[EXERCISE TASK]:
Report every line of the rows below that contains the string "target", matching case exactly.

Rows from a dataset:
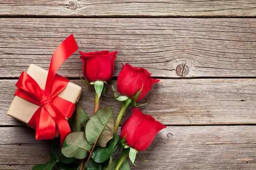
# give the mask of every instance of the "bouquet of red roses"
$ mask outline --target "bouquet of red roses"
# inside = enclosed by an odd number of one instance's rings
[[[34,166],[33,170],[130,170],[126,158],[128,156],[136,166],[134,160],[138,151],[147,149],[157,133],[166,128],[137,108],[146,103],[137,106],[136,103],[159,80],[151,78],[146,70],[127,63],[123,65],[119,74],[116,91],[108,82],[113,76],[117,52],[79,53],[84,62],[84,78],[81,80],[85,85],[94,86],[96,91],[93,115],[89,118],[77,103],[75,113],[69,120],[71,133],[62,146],[59,139],[54,139],[49,153],[51,160]],[[100,98],[106,96],[107,89],[122,102],[115,124],[110,106],[99,108]],[[124,121],[120,134],[117,134],[122,116],[130,105],[134,107],[131,115]]]

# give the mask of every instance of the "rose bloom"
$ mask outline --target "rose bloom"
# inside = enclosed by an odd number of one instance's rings
[[[155,82],[160,80],[151,78],[151,74],[143,68],[134,67],[127,63],[117,77],[117,92],[129,97],[134,96],[142,88],[140,95],[136,101],[143,99]]]
[[[90,82],[111,80],[114,74],[114,62],[117,51],[108,51],[84,53],[79,51],[80,58],[84,62],[83,74]]]
[[[151,116],[144,114],[138,108],[134,108],[131,116],[122,126],[120,136],[122,139],[126,135],[124,143],[142,151],[149,146],[159,131],[166,128]]]

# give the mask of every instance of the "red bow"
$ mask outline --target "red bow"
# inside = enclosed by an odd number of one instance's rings
[[[36,129],[37,140],[53,139],[58,128],[62,146],[66,136],[71,132],[65,117],[70,117],[75,104],[57,96],[66,88],[69,81],[56,72],[78,48],[71,34],[56,49],[52,57],[44,91],[25,72],[21,74],[16,84],[18,88],[15,95],[40,106],[27,125]]]

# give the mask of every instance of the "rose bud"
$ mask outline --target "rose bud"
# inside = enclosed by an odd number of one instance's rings
[[[114,74],[114,63],[117,51],[79,53],[81,55],[80,58],[84,62],[83,74],[85,79],[90,82],[110,80]]]
[[[121,139],[125,138],[126,145],[142,151],[149,146],[157,133],[165,128],[166,126],[151,116],[134,108],[131,116],[122,126],[120,136]]]
[[[151,78],[147,70],[134,67],[127,63],[123,64],[123,68],[117,77],[117,92],[129,97],[132,97],[142,90],[137,101],[143,99],[151,89],[152,85],[160,80]]]

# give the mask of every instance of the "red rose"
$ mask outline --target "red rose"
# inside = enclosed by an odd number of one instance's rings
[[[114,63],[117,51],[79,53],[81,55],[80,58],[84,62],[83,74],[86,79],[90,82],[110,80],[114,73]]]
[[[117,92],[129,97],[136,94],[141,89],[140,95],[136,101],[141,100],[151,89],[152,85],[160,80],[151,78],[148,72],[143,68],[134,67],[127,63],[117,77]]]
[[[122,139],[126,135],[124,143],[142,151],[149,146],[157,133],[165,128],[166,126],[156,121],[151,116],[134,108],[131,116],[122,126],[120,136]]]

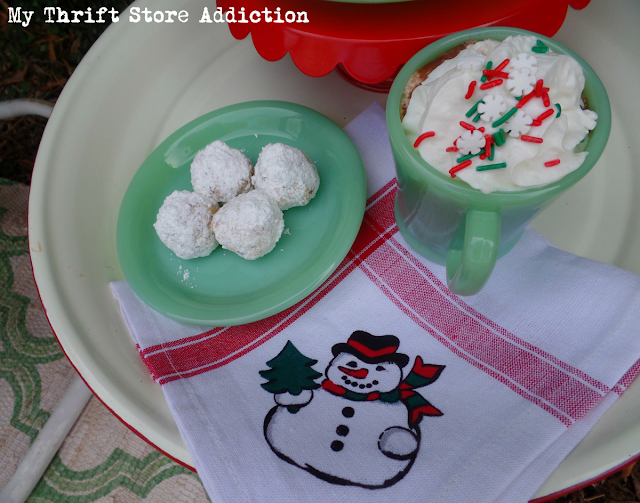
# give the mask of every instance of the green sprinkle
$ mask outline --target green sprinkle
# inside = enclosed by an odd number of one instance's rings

[WRITTEN SOLUTION]:
$ mask outline --target "bouquet of red roses"
$ mask outline --target "rose bloom"
$ mask outline --target "red bow"
$ mask outline --target "rose bud"
$ mask outline --target "red rose"
$ mask outline --target green sprinkle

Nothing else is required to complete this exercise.